The answer must match the listing exactly, with every line written out again.

Records to process START

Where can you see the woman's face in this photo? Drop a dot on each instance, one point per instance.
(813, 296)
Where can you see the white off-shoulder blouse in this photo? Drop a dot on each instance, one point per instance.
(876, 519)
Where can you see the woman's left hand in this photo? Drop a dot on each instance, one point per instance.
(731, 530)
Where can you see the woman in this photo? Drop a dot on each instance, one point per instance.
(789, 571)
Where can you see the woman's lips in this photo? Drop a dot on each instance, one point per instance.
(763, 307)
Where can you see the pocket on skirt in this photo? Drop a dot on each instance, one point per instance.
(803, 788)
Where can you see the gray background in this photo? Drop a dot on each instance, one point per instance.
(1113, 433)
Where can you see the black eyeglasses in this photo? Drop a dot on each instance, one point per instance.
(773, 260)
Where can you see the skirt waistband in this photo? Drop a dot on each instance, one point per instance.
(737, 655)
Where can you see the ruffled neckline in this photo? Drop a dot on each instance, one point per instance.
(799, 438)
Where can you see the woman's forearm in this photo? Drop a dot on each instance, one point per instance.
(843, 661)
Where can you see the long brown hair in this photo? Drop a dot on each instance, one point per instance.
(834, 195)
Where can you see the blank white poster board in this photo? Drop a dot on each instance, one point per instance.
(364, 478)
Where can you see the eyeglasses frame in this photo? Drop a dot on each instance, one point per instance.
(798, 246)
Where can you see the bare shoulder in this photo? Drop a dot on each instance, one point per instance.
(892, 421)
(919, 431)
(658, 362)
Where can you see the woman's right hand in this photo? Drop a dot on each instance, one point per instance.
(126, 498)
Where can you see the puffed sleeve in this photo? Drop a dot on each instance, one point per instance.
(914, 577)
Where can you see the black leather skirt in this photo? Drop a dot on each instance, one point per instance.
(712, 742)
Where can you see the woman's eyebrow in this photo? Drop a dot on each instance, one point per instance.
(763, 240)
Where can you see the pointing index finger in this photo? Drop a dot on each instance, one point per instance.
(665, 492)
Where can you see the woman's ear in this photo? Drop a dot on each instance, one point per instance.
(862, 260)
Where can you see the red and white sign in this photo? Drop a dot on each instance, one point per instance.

Records to process END

Result:
Where can you see the woman's face in this photo? Drop a dot on each instance, one point per instance.
(813, 296)
Where can you see the white off-shoulder blouse in this photo? Drop a dot on each instance, one point per instance.
(876, 519)
Where can you see the woman's left hand in this photo? Drop a dot on each instance, one point per instance.
(731, 530)
Where can you see the woman in this photo? Drop a dot on each instance, one point per instance.
(789, 571)
Where can you see the woman's lips in this photo? Drop a dot on each instance, one point per instance.
(763, 307)
Where can you see the pocket on skirt in this photo? Drop a dot on each instance, one point per instance.
(803, 788)
Where can you see the gray background in this photo? Drop a dot on each instance, one point per instance.
(1113, 433)
Where can you see the black eyeglasses in this photo? Drop a dot on each instance, one point per instance.
(773, 260)
Where can you see the skirt waistband in this photo? Drop a dot on each instance, one point per instance.
(737, 655)
Where can you see the ruffled neckline in this photo? Drop a dot on each instance, one point per instance.
(799, 438)
Where can you see the woman's forearm in this photo? Drop a dot on each instance, one point per instance.
(843, 661)
Where can you see the long brown hair in this photo? Drop a dot on each instance, one point per instance.
(834, 195)
Where can you see the blank white poster board in this photo? Drop a dot on each instance, one point per instance.
(364, 478)
Where can you see the eyeglasses frame in this photo? Drop a dot on each instance, one point per instance.
(798, 246)
Where can you see the bare shoulder in this photo? Drop a dot on each instance, one point per instance.
(892, 421)
(919, 431)
(658, 362)
Where can you see the woman's right hand in this photo? Drop a dot on each instance, one point per instance.
(126, 498)
Where can you see the puffed sleeve in this photo? Drop a dot on each instance, one point per instance.
(914, 577)
Where can you see the black leather skirt in this photo? Drop a dot on each instance, one point per instance.
(712, 742)
Where can you see the woman's eyebrow in this photo? Drop a dot on each instance, one point per instance.
(763, 240)
Where can you see the pointing index finger in this photo? Drop a dot on each instance, one point per instance.
(665, 492)
Where can you see the woman's ear in this photo? Drop a dot on each instance, one point per instance.
(862, 260)
Where can you see the red and white sign in this photo? Drop a dot on each instance, one point per instance.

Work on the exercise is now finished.